Data provided |

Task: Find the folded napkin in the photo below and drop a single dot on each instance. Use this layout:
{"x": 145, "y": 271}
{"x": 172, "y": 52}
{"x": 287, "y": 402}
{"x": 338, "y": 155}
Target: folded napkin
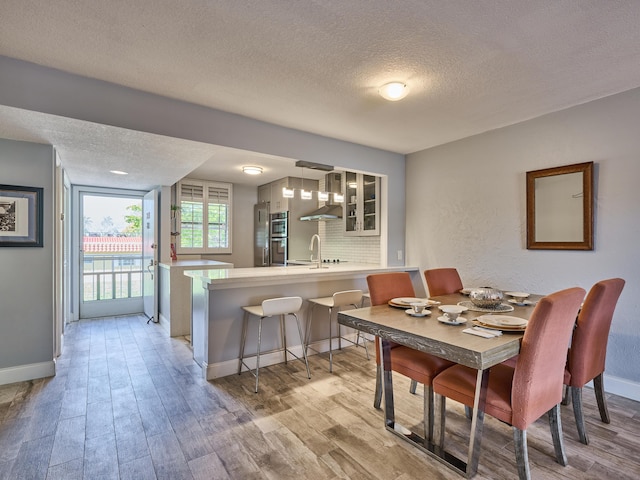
{"x": 482, "y": 332}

Work to do |
Copy out every one of these lines word for word, leaving out the picture.

Response to this task |
Task: Find the folded napkin in the photo below and drop a single dot on each instance. Use this layout:
{"x": 145, "y": 271}
{"x": 172, "y": 52}
{"x": 287, "y": 402}
{"x": 338, "y": 155}
Target: folded napkin
{"x": 482, "y": 332}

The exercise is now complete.